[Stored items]
##############################

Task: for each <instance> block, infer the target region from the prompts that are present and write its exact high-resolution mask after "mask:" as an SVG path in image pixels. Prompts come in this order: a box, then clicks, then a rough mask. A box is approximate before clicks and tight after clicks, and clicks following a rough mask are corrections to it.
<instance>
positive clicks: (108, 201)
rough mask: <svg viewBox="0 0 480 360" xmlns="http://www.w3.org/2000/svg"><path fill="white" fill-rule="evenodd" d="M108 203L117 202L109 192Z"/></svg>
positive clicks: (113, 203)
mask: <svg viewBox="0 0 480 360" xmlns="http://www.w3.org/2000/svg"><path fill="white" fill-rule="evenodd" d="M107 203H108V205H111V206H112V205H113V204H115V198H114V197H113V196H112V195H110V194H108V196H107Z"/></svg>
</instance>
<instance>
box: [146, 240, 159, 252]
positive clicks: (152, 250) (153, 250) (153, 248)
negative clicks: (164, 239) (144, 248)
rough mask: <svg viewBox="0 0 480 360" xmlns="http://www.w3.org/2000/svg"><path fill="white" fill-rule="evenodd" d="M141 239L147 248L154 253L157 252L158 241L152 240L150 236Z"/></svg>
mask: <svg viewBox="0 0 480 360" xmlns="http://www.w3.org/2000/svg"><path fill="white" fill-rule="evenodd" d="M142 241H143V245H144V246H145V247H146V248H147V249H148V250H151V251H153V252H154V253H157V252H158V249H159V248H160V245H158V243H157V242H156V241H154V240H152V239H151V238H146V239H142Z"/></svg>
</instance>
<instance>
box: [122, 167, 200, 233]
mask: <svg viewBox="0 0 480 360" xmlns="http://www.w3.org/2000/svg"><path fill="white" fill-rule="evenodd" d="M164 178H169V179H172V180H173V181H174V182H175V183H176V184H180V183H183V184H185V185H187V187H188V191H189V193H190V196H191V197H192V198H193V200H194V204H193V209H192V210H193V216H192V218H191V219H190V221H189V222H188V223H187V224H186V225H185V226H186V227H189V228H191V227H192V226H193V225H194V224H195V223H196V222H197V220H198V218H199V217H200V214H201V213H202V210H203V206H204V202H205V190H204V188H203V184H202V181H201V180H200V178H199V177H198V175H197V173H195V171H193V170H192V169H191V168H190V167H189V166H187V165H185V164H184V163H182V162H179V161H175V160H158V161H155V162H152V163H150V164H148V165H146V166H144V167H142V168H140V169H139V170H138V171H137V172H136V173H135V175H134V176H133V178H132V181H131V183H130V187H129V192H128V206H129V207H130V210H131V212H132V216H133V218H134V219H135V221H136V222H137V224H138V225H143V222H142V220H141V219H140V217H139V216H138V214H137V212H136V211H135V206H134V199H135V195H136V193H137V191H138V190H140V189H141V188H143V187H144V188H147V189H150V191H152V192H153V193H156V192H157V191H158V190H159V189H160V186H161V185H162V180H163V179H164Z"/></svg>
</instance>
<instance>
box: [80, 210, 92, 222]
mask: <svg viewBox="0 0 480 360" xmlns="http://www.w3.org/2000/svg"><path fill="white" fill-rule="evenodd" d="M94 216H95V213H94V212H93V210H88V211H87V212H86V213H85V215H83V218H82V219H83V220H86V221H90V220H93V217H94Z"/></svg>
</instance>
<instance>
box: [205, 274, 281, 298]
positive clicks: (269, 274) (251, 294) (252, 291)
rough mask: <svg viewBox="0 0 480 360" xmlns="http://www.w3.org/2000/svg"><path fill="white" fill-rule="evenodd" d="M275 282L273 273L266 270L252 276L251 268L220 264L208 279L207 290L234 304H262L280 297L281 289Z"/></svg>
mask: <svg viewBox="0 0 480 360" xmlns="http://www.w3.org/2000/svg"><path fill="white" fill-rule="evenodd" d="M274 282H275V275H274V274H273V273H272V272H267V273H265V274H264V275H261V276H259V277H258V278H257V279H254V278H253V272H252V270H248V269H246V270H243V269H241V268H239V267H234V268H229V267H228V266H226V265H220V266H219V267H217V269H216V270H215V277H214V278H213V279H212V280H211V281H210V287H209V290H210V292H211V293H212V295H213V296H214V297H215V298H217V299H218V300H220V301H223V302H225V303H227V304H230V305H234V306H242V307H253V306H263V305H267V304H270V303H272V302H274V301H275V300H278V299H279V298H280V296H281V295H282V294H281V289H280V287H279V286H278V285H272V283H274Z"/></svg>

##############################

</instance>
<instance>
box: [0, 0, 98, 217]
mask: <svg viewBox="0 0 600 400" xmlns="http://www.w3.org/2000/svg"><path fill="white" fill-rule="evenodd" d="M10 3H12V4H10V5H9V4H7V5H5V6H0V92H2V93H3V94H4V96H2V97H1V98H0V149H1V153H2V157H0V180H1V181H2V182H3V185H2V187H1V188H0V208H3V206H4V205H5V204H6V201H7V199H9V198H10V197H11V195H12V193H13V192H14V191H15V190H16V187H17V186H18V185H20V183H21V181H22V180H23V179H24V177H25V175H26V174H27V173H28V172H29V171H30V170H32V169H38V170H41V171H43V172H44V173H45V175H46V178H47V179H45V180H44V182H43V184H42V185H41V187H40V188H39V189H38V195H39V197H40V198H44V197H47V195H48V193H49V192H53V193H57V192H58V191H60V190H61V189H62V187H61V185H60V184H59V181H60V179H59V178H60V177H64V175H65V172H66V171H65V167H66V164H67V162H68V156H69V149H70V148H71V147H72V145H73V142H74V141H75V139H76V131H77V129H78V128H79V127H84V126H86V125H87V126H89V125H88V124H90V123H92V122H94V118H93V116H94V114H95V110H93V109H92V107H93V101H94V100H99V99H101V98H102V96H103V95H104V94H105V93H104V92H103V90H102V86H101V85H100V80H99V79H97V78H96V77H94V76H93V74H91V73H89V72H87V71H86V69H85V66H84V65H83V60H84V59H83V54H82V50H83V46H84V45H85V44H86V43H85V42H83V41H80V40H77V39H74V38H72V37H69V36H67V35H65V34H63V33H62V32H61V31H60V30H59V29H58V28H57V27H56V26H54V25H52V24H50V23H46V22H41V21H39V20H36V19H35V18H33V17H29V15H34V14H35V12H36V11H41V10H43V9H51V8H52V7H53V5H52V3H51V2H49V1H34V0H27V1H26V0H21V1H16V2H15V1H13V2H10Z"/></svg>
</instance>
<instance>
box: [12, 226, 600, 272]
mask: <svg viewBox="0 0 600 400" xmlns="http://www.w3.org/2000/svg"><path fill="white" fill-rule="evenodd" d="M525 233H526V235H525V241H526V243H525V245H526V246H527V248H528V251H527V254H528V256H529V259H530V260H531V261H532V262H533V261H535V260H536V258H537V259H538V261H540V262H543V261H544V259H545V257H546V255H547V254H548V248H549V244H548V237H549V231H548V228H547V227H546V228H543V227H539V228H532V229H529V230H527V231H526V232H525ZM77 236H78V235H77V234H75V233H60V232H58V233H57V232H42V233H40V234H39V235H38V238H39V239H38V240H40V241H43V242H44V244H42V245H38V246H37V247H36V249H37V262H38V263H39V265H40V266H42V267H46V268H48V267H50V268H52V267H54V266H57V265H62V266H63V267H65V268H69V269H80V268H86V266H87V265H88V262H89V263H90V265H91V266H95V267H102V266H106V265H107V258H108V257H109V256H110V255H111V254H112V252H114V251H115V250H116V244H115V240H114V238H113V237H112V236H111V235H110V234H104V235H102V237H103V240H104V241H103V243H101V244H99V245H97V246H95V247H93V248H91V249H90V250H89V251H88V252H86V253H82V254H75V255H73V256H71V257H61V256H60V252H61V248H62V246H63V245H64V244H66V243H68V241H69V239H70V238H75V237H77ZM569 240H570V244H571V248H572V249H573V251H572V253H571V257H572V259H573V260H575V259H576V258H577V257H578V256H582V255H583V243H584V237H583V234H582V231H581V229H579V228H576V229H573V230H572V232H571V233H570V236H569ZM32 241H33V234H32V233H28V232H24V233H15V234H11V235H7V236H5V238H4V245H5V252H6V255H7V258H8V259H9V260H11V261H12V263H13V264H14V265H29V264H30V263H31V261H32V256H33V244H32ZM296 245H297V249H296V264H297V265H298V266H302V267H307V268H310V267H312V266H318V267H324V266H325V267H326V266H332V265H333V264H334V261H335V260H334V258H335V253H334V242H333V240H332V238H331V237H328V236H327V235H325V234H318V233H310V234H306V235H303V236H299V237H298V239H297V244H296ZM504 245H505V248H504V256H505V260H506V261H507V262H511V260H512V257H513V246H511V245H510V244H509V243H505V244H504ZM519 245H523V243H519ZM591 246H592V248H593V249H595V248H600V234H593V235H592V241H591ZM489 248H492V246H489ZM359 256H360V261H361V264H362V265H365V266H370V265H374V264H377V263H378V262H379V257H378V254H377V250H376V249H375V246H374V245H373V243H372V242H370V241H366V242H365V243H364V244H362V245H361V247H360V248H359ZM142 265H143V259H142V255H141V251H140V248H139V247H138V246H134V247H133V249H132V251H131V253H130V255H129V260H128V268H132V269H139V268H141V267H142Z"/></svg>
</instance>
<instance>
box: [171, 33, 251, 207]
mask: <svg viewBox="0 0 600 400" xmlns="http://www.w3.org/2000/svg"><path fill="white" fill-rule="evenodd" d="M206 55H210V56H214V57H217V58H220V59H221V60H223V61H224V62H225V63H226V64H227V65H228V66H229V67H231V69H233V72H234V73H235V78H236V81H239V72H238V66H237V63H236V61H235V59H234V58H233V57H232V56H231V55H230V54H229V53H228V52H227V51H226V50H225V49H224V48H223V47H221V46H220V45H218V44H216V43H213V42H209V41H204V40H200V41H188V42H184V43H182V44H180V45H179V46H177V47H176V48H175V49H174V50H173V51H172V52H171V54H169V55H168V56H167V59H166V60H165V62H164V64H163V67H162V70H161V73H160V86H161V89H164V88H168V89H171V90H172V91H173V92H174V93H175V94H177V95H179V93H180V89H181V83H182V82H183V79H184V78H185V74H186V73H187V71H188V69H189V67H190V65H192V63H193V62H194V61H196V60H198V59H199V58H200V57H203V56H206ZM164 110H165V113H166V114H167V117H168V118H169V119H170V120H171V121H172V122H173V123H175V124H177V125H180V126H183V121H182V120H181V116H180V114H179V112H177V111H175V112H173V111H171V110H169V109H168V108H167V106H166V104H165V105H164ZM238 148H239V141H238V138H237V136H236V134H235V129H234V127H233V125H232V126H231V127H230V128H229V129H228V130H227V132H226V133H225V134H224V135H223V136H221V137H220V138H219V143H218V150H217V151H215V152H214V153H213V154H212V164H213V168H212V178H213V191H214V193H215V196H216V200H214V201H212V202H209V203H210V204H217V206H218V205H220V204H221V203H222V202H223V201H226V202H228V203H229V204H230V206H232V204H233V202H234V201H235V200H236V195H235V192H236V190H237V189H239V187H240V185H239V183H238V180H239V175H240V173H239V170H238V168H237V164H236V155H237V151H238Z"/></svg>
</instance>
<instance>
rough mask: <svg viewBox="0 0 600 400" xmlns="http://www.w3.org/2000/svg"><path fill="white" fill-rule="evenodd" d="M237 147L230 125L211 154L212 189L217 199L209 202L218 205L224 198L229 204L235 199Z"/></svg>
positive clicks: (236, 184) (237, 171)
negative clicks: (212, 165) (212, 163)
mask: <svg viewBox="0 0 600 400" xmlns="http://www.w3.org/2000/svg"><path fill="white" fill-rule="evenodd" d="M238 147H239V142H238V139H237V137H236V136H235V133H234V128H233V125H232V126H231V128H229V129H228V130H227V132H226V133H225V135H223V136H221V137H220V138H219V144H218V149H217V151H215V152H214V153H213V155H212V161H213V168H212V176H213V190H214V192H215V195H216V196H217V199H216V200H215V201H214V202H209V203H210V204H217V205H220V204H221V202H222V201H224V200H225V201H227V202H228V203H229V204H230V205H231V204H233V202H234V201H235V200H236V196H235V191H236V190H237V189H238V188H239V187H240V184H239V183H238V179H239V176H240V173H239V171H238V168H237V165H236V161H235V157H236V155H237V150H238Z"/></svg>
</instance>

##############################

EXERCISE OBJECTIVE:
Please list every line of the data above that contains the string "negative", copying each line in full. Case counts.

RESPONSE BOX:
negative clicks: (164, 239) (144, 248)
negative clicks: (212, 165) (212, 163)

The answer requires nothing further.